→ Work task A
In the excerpt about controllers and presentation models, repeat the text word for word, starting at "Presentation model is" and ending at "are doing here.".
→ Work task B
In the excerpt about controllers and presentation models, what should the quality of an implementation be based on?

→ Excerpt

^^^^^^^^^^^^^^^^

Just because there is no useful reason for the example doesn't mean the approach has no use. Sure the example is commercially pointless, but it's not completely pointless because its point is to show how you can set something in the controller and have it displayed in whatever way the view decides is appropriate.
"Another option, which is more friendly to designers, it to use a presentation model. Which take care of this.
Presentation model is again, 100% view logic."
Now I am lost. In order to make a presentation model available for the designer to use, it has to be created somewhere. And since the presentation model was suggested as a better approach than helpers, aren't we left with the controller as the best place?
The quality of an implementation should be based on how we do it, not what we call it. However, the I feel the latter is what we are doing here.
What if you want to reuse the same set of controllers for a different set of views, as in a multi-tenant app?

^^^^^^^^^^^^^^^^

→ Dataset
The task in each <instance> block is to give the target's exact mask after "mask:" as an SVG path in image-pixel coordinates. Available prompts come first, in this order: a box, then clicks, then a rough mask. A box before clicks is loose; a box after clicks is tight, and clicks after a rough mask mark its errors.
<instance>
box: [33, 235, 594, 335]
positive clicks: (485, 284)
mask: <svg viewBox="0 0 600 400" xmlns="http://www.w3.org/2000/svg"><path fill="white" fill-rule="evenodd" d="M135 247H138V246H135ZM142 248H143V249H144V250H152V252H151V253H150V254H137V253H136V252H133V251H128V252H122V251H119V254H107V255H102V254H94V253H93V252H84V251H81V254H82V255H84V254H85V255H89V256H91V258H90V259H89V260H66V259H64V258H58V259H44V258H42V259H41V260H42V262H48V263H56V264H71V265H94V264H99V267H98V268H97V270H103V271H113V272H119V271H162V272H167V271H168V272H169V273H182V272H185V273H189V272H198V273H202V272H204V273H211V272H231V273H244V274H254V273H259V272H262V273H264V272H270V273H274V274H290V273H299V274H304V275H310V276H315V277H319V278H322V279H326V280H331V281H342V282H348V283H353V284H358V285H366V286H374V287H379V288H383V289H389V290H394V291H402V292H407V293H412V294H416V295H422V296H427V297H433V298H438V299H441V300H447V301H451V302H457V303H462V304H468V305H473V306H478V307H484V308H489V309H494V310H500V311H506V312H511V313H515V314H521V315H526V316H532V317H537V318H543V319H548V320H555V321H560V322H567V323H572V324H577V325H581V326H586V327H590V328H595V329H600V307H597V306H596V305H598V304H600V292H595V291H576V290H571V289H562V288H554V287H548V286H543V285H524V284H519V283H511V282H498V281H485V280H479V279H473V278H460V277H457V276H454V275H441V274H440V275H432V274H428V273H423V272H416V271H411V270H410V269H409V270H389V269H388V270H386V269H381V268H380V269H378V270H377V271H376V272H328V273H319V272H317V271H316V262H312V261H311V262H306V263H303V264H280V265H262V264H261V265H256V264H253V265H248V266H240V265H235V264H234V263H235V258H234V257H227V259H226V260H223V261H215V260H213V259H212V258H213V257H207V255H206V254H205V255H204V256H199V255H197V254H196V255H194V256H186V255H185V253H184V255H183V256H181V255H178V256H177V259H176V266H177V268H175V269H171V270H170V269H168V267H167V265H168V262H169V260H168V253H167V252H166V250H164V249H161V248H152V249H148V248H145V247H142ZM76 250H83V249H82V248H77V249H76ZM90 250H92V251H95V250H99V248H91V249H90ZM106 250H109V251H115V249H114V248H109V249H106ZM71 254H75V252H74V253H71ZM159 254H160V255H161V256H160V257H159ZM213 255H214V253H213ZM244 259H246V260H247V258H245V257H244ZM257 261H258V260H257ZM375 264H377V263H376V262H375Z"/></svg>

^^^^^^^^^^^^^^^^

→ Answer box A
Presentation model is again, 100% view logic."
Now I am lost. In order to make a presentation model available for the designer to use, it has to be created somewhere. And since the presentation model was suggested as a better approach than helpers, aren't we left with the controller as the best place?
The quality of an implementation should be based on how we do it, not what we call it. However, the I feel the latter is what we are doing here.

→ Answer box B
How we do it, not what we call it.